[[ GIVEN DATA, beginning ]]
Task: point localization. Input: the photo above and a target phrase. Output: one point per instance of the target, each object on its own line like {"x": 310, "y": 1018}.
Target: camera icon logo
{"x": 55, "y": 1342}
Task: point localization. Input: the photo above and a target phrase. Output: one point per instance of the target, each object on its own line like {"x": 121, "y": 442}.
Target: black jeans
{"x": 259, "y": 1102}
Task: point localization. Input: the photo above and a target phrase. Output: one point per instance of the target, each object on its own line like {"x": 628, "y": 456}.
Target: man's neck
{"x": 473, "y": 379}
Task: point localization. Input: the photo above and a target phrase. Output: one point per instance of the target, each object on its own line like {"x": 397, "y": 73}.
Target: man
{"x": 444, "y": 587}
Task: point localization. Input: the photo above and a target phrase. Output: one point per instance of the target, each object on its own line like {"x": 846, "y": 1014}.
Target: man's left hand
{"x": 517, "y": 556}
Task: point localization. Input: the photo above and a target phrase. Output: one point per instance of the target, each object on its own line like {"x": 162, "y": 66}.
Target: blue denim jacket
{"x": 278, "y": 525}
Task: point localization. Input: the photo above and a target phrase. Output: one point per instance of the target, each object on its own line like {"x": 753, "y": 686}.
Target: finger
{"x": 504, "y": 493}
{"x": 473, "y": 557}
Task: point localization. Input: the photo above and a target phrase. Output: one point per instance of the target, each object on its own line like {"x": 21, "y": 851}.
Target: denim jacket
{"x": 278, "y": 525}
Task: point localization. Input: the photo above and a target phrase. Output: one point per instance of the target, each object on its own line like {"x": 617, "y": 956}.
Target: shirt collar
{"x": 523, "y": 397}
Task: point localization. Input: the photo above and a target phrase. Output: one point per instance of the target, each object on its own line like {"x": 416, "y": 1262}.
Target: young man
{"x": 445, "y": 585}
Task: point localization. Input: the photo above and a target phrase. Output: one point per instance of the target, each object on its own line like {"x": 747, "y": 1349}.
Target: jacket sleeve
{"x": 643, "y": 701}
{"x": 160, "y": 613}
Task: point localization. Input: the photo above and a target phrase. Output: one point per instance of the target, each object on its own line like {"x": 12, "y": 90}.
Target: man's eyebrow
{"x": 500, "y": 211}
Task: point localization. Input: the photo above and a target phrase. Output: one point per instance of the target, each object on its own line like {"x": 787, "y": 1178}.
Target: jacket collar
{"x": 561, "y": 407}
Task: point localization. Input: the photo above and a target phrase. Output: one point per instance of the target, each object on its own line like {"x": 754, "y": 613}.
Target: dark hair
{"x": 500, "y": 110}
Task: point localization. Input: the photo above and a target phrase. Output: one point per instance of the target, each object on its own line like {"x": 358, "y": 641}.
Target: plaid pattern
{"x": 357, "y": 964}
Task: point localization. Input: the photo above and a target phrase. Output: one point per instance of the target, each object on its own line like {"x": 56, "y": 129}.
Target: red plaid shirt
[[ GIVEN DATA, end ]]
Every record shown above should appear again in your answer, unchanged.

Task: point localization. Input: the photo above and a target phrase. Output: one point per instance of the target, each object on its own line like {"x": 310, "y": 1018}.
Target: camera icon logo
{"x": 55, "y": 1342}
Task: point localization. Input: the photo above and a target phrase. Output: one point per instance of the target, each object on its own line like {"x": 121, "y": 442}.
Target: black jeans
{"x": 259, "y": 1102}
Task: point localization. Input: the photo above and a target phrase. Output: one point per instance of the target, each object on its own line like {"x": 628, "y": 456}.
Target: man's neck
{"x": 473, "y": 379}
Task: point localization. Input: the photo above and a target phrase. Output: one point per instance of the target, each object on its own line like {"x": 397, "y": 73}.
Target: man
{"x": 444, "y": 587}
Task: point localization. Input: the photo above and a target phrase. Output: one point per instance of the target, each object on its own line like {"x": 846, "y": 1014}.
Target: man's left hand
{"x": 517, "y": 556}
Task: point localization. Input: the photo above and a target phrase. Output: one point per instance of the target, each object on its own line like {"x": 162, "y": 66}.
Target: blue denim jacket
{"x": 278, "y": 525}
Task: point localization. Input: the photo above and a target phrase. Output: one point per instance of the target, each object on its own line like {"x": 753, "y": 686}.
Target: finger
{"x": 504, "y": 493}
{"x": 473, "y": 557}
Task: point localization. Input: the photo above and a target phrase. Output: one point per instance of the target, each object on its own line like {"x": 21, "y": 851}.
Target: denim jacket
{"x": 278, "y": 525}
Task: point localization. Input: the photo above and a target phrase. Output: one point per instance of the target, each object on its own line like {"x": 617, "y": 956}.
Target: shirt collar
{"x": 523, "y": 397}
Task: point localization. Input: the photo above and a target phrase. Output: one point per instance of the target, each object on its own line like {"x": 416, "y": 1262}.
Target: young man
{"x": 445, "y": 585}
Task: point localization. Input: the photo above and a target phrase. Output: one point per instance of the target, each object on its own line like {"x": 747, "y": 1349}.
Target: jacket sleeve
{"x": 643, "y": 701}
{"x": 160, "y": 613}
Task: point localization. Input: the photo above and a target phrase. Output: one point per instance of the target, each object on its own line like {"x": 12, "y": 90}.
Target: man's eyebrow
{"x": 500, "y": 211}
Task: point localization. Input: the photo above and a target phrase. Output: one point per instance of the target, each object on its own line like {"x": 787, "y": 1178}.
Target: jacket collar
{"x": 561, "y": 407}
Task: point localization. Input: the photo above and a target phrase. Output: one point per instance of the target, each object on its own line like {"x": 754, "y": 613}.
Target: dark hair
{"x": 500, "y": 110}
Task: point localization. Input: the photo above and a target phrase. Output: one point per instance of the target, each object on its own line like {"x": 358, "y": 641}.
Target: plaid pattern
{"x": 357, "y": 964}
Task: point localization. Input: the photo above and a target phrase. Output: one point per instance of the target, each object on its own line like {"x": 56, "y": 129}.
Target: red plaid shirt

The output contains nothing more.